— start of Selected extract —
With the recent centenary of the First World War and renewed interest in the Second World War, Churchill today is regarded as one of the greatest leaders and politicians that Britain has ever had in its 2,000-year history. He stands alongside legends such as King Arthur and royal leaders such as Henry VIII and Elizabeth I who fought to save Britain in the hour of its greatest danger of invasion. Churchill has even been called the greatest human being ever to occupy No.10 Downing Street by one biographer.
The popular image that endures to this day is of Churchill when he was appointed Prime Minister in 1940 a rotund figure in a bowler hat, bow tie, coat and tails and trademark fat cigar in his mouth or hand, strolling through the streets of Whitehall. Churchill is equally renowned for the famous V for Victory gesture adapted from the two-fingered salute of the bowmen of Agincourt that came to symbolise the strength and will of the British people to resist, survive and go on to victory over Germany and the leader of the Nazi Party, Adolf Hitler.
It is indisputable that Churchills inspirational speeches and broadcasts, when Britain had little else to fight with and invasion was threatened, roused the nation and convinced his political colleagues that Britain should fight on alone, even after Hitlers armies had conquered France and dominated most of Europe. Churchill saw that America was the only source of salvation for Britain and gambled that it would enter the war and won. Churchill also found an unlikely ally in Stalin when Germany invaded Russia, a country which Britain had risked going to go to war with over Finland only a year earlier in 1940.
— end of Selected extract —
▶ **Written task**
Keep writing the passage about Churchill above, picking up after its last sentence. The lines that come next are separate from the Churchill passage.
— start of Record excerpts —
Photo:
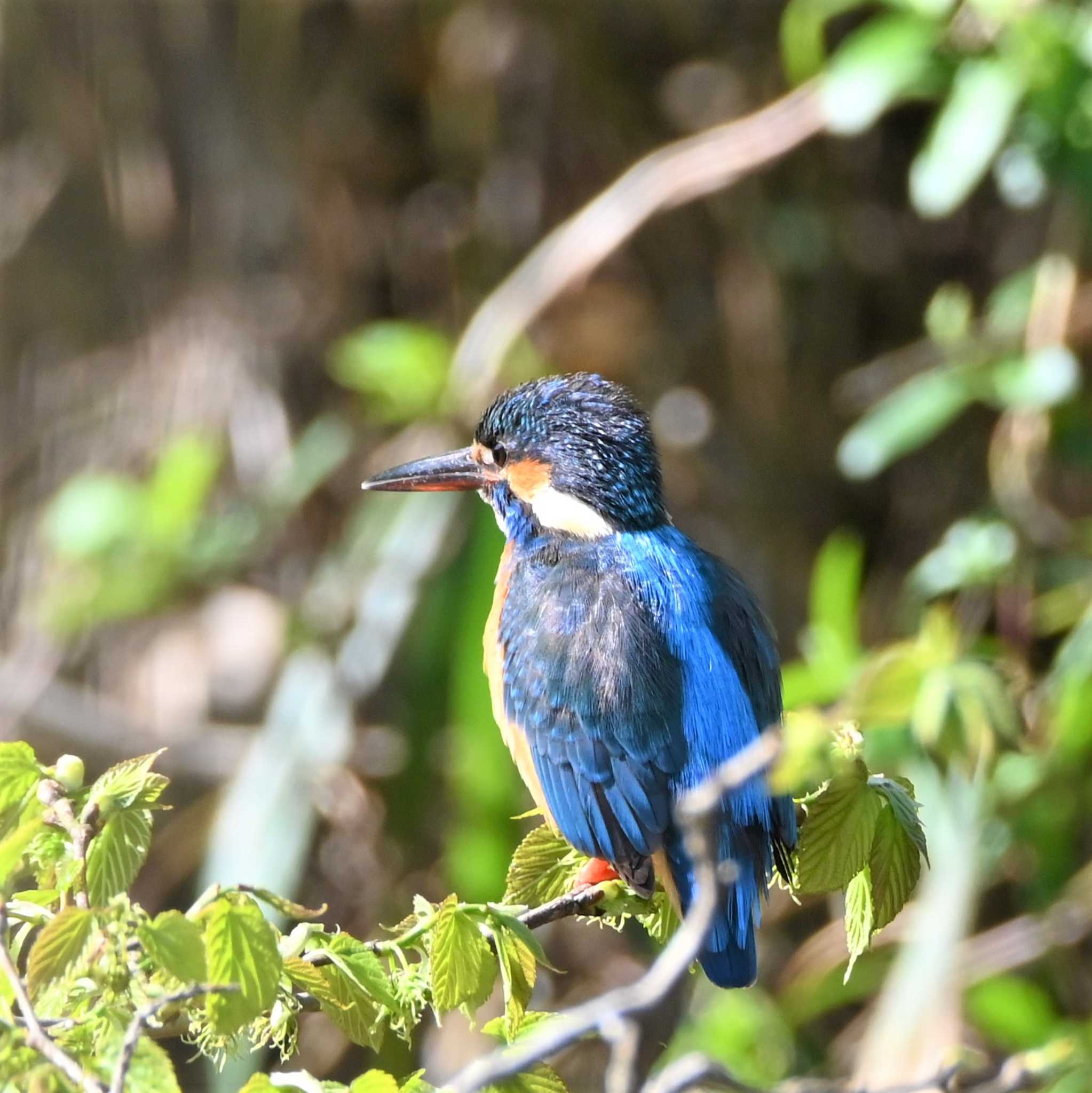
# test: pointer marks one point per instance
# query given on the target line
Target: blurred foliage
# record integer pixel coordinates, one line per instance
— end of Record excerpts —
— start of Record excerpts —
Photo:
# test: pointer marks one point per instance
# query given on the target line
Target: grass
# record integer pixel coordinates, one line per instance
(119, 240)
— end of Record excerpts —
▶ **Exercise output**
Churchill worked ceaselessly to build what he called a Grand Alliance, regularly leaving England to meet with his new allies and to co-ordinate aid and military strategy between them against, firstly, Germany and then Japan. Churchill tried by the force of his personality to develop relationships with Roosevelt and Stalin with varying degrees of success in order to be able to influence strategic decisions.
With the leaders of the United States and Russia, Churchill presided over the redrawing of the frontiers of Europe as the powerful Red Army worked its way westwards, steamrolling all in its path as Germany began to collapse in the last twelve months of the war. Since early 1944, Churchill and some Americans had been alive to the dangers posed by the Russian military machine as political discussions between the Allies regarding the borders and new governments of countries previously occupied by Germany were rendered redundant by the advances of Soviet tanks and infantry. The euphoria following victory over Germany was replaced by concerns about the ambitions of Stalin and his massive army. The British Chiefs of Staff even drew up plans for a possible outbreak of war with the Russians (Operation Unthinkable) and Churchill described to the incoming President Truman how an iron curtain had been drawn across the German front line.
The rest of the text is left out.